Your instructions: Find the line with "column 31, row 504" and the line with "column 233, row 269" in the entries below; output exactly those two lines, every line between them, and no others.

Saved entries

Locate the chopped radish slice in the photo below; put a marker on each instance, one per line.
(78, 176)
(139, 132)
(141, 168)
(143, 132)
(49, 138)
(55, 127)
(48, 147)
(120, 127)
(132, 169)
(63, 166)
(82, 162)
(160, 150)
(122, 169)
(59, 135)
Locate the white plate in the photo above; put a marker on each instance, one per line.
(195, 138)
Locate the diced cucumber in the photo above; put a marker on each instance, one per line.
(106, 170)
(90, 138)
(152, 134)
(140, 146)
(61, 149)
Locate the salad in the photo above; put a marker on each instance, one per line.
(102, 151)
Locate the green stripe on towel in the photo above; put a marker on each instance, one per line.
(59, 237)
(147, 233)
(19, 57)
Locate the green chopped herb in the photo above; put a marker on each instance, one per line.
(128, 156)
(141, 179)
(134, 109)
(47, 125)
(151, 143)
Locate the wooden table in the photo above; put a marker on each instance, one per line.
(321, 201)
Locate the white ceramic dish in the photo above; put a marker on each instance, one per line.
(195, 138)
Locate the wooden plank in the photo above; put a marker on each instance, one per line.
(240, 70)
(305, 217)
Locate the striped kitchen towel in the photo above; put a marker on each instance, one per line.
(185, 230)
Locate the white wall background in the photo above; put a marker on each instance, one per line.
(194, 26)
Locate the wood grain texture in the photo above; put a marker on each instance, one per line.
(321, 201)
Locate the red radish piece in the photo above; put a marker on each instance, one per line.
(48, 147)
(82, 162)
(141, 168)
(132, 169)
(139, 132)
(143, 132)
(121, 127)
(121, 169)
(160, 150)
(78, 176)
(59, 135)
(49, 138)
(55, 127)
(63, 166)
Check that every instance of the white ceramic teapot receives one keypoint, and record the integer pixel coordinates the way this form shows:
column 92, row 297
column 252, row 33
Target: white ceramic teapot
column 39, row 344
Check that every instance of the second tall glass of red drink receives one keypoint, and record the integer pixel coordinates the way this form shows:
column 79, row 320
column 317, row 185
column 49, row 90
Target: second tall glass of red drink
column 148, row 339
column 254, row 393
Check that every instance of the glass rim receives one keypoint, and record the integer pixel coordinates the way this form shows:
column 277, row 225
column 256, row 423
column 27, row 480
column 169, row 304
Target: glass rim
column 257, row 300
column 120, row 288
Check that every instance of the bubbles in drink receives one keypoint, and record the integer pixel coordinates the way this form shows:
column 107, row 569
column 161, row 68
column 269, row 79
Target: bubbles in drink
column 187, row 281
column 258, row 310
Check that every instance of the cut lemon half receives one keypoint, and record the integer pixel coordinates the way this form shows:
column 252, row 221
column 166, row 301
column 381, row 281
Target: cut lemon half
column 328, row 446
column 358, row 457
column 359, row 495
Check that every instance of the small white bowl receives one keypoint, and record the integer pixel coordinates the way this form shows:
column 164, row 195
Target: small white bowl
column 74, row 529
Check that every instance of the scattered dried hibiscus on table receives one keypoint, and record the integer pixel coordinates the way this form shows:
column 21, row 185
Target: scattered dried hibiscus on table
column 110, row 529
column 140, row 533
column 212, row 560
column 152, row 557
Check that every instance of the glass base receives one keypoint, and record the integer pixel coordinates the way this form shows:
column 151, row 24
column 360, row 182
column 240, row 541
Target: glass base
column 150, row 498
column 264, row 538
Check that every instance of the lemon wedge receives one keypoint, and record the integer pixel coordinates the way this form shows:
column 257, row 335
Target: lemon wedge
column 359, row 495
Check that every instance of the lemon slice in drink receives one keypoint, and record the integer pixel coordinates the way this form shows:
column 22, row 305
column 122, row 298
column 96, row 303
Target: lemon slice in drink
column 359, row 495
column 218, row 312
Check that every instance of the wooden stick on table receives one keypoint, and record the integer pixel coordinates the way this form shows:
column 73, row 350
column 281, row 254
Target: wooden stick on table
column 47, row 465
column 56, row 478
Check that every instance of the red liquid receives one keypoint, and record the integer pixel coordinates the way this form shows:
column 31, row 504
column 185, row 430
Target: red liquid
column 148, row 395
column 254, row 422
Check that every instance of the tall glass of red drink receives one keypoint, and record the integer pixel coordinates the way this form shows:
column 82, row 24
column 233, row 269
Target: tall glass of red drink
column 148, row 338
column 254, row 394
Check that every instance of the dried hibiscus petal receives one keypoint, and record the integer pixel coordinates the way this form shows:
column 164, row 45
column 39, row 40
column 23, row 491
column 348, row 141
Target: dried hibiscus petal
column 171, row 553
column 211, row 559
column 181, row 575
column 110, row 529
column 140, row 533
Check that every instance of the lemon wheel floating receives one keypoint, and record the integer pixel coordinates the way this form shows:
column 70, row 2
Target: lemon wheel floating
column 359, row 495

Response to the task:
column 31, row 504
column 185, row 430
Target: red liquid
column 148, row 395
column 254, row 422
Check that every instance of the tall glass of red drink receives one keypoint, and record the integer pixel coordinates the way this form shows:
column 82, row 24
column 233, row 269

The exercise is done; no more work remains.